[Dataset items]
- - -

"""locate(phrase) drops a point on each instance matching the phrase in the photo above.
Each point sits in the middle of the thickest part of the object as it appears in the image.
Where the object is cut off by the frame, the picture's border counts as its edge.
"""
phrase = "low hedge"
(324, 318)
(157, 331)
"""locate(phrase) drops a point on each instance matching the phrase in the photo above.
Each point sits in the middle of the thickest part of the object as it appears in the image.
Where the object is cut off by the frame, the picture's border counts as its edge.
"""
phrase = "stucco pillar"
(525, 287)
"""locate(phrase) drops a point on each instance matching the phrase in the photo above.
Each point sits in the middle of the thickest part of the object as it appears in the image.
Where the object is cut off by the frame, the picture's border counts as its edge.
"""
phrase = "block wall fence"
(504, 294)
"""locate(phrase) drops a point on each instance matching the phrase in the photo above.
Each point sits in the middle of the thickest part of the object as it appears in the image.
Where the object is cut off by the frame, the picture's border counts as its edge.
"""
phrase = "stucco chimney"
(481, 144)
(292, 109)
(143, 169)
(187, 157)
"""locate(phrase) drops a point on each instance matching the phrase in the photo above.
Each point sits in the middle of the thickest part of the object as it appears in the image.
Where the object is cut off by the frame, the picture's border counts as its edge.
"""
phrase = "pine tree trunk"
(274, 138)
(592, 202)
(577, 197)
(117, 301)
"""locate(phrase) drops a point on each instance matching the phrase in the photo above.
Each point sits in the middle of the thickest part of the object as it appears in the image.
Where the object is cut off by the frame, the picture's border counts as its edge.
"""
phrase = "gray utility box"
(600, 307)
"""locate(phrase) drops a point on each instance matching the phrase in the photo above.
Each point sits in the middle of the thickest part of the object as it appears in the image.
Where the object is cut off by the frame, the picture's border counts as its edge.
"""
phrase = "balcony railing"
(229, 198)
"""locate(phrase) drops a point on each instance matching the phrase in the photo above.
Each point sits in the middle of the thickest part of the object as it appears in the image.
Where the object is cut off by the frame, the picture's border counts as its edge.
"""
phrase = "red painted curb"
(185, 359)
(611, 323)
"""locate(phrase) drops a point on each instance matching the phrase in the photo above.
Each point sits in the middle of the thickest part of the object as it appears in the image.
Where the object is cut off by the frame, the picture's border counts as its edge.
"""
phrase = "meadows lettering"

- - -

* Work instructions *
Transcribe the material above word for word.

* Correct output *
"""locate(phrase) drops a point on each instance matching the phrase in the photo above.
Each point sits in the middle of the thickest part of the object as it appears in the image.
Where the object is cut off by the frame, the picture's border counts as its edge.
"""
phrase = "low hedge"
(324, 318)
(157, 331)
"""locate(phrase) drops a point on each instance matching the phrase in the photo above.
Each point sits in the middle of the thickest part of the object as it appears in the image.
Where the object is cut off by the frame, the picture's border counts as its edge.
"""
phrase = "stucco pillar"
(525, 287)
"""locate(phrase) drops a point on each instance matching the phrase in the photo above.
Each point sits in the middle of the thickest part of the object as it appears in the image.
Where the object is cut off by the frame, the picture's border counts as its edge.
"""
phrase = "block wall fence"
(504, 294)
"""locate(phrase) drops a point on each instance matching the phrase in the photo above.
Each point sits in the middle of the thickest part of the object as it appears in the image.
Where the object is cut off by the frame, the picture's border counts as its edge.
"""
phrase = "stucco chimney"
(481, 144)
(292, 109)
(143, 169)
(187, 157)
"""locate(phrase) drops a point on each instance matching the phrase in the photo above.
Each point sits in the middle of the thickest part of the object as it appears in the image.
Where the object is cut off by the frame, the picture's border counts as its edge.
"""
phrase = "pine tree trunk"
(274, 138)
(592, 202)
(577, 197)
(117, 301)
"""locate(phrase) drops a point on each instance matching the phrase in the photo above.
Each point sits in the middle of the thickest part of the object as it appears in the image.
Where the object is cut off by the frame, the picture's border counts as its edge.
"""
phrase = "gray utility box"
(600, 307)
"""locate(phrase) drops a point on each instance matching the phrase in the photo above.
Each point sits in the middle of the thickest part of the object as it appears in the image.
Where the object is cut off by the frame, the picture's border counts as its edge.
"""
phrase = "balcony railing"
(229, 198)
"""locate(phrase) drops a point on each instance matching the phrase in the photo above.
Each point sits in the middle of the thickest part of the object as it appears in the image.
Where the object is cut off by the frame, the picture's border counts as its edge.
"""
phrase = "red painted curb"
(185, 359)
(611, 323)
"""locate(phrase) drops a point on each instance matching the phrase in the photo above.
Each point sits in the middle of the thickest part of the object as it appears in the image.
Where the object is cut off by the frame, the picture's border counts as its edge.
"""
phrase = "meadows lettering"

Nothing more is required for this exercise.